## Start Supplied information

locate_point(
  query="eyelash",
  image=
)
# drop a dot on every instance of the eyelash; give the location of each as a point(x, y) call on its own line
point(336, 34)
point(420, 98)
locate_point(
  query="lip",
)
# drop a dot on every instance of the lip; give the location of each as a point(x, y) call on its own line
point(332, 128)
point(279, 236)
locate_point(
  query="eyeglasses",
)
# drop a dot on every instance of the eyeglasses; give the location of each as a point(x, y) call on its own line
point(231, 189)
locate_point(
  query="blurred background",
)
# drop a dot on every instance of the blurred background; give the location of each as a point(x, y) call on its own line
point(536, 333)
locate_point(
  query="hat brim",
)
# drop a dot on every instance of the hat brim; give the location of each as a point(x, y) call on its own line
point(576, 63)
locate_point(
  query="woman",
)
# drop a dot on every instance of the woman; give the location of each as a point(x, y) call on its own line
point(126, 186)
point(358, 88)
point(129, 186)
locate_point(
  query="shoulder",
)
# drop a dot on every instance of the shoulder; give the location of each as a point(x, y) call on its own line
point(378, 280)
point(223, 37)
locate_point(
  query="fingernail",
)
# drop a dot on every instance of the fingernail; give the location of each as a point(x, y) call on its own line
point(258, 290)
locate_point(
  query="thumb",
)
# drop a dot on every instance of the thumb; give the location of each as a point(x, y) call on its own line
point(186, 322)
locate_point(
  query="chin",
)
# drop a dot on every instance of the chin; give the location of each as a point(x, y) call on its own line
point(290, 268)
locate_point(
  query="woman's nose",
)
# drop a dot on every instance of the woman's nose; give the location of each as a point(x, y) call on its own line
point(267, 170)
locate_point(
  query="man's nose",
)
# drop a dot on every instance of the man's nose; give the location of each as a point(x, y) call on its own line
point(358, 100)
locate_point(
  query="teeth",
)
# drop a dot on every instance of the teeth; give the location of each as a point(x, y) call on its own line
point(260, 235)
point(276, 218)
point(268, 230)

## End Supplied information

▶ **What the task asks**
Give all of the data above as a JSON list of strings, one string per line, with blank lines left out.

▶ **Output for this exercise**
[
  "locate_point(",
  "  query=\"eyelash\",",
  "  image=",
  ")",
  "# drop a dot on every instance of the eyelash; give the location of each as a point(x, y) call on its own line",
  "point(336, 34)",
  "point(420, 98)",
  "locate_point(",
  "  query=\"lip\",",
  ")",
  "# drop a dot on every instance of the lip; give the location of each as a point(x, y) call on its own line",
  "point(332, 128)",
  "point(279, 236)",
  "locate_point(",
  "  query=\"eyeglasses\",",
  ")",
  "# drop a dot on every instance of the eyeglasses; give the location of each as a point(x, y) call on its own line",
  "point(231, 189)",
  "locate_point(",
  "  query=\"blurred background\",",
  ")",
  "# drop a dot on every instance of the blurred background; give the location of each as a point(x, y) call on its own line",
  "point(536, 333)",
  "locate_point(",
  "  query=\"hat brim\",",
  ")",
  "# drop a dot on every instance of the hat brim; give the location of each as a point(x, y) call on its own line",
  "point(576, 63)",
  "locate_point(",
  "  query=\"woman\",",
  ")",
  "# drop a dot on every instance of the woman; give the location of each as a point(x, y) call on its own line",
  "point(126, 186)",
  "point(358, 88)",
  "point(129, 186)",
  "locate_point(",
  "  query=\"shoulder\",",
  ")",
  "# drop a dot on every instance of the shoulder; give the location of each as a point(x, y) call on its own line",
  "point(378, 280)",
  "point(223, 37)",
  "locate_point(",
  "  query=\"fingernail\",",
  ")",
  "# drop a dot on every instance of the fingernail; give the location of each as a point(x, y) call on its own line",
  "point(258, 290)",
  "locate_point(",
  "  query=\"thumb\",",
  ")",
  "# drop a dot on every instance of the thumb; give the location of each as a point(x, y) call on its own line",
  "point(186, 322)",
  "locate_point(",
  "  query=\"chin\",",
  ")",
  "# drop a dot on every instance of the chin; give the location of each as a point(x, y) call on its own line",
  "point(290, 268)",
  "locate_point(",
  "  query=\"woman's nose\",",
  ")",
  "# drop a dot on every instance of the woman's nose; give the location of each as a point(x, y) call on its own line",
  "point(267, 170)",
  "locate_point(",
  "  query=\"man's nose\",",
  ")",
  "# drop a dot on every instance of the man's nose; give the location of each as a point(x, y) call on its own line",
  "point(358, 100)",
  "locate_point(",
  "  query=\"teeth\",",
  ")",
  "# drop a dot on every instance of the teeth; give the location of each as a point(x, y) call on its own line",
  "point(260, 235)",
  "point(276, 218)",
  "point(268, 230)"
]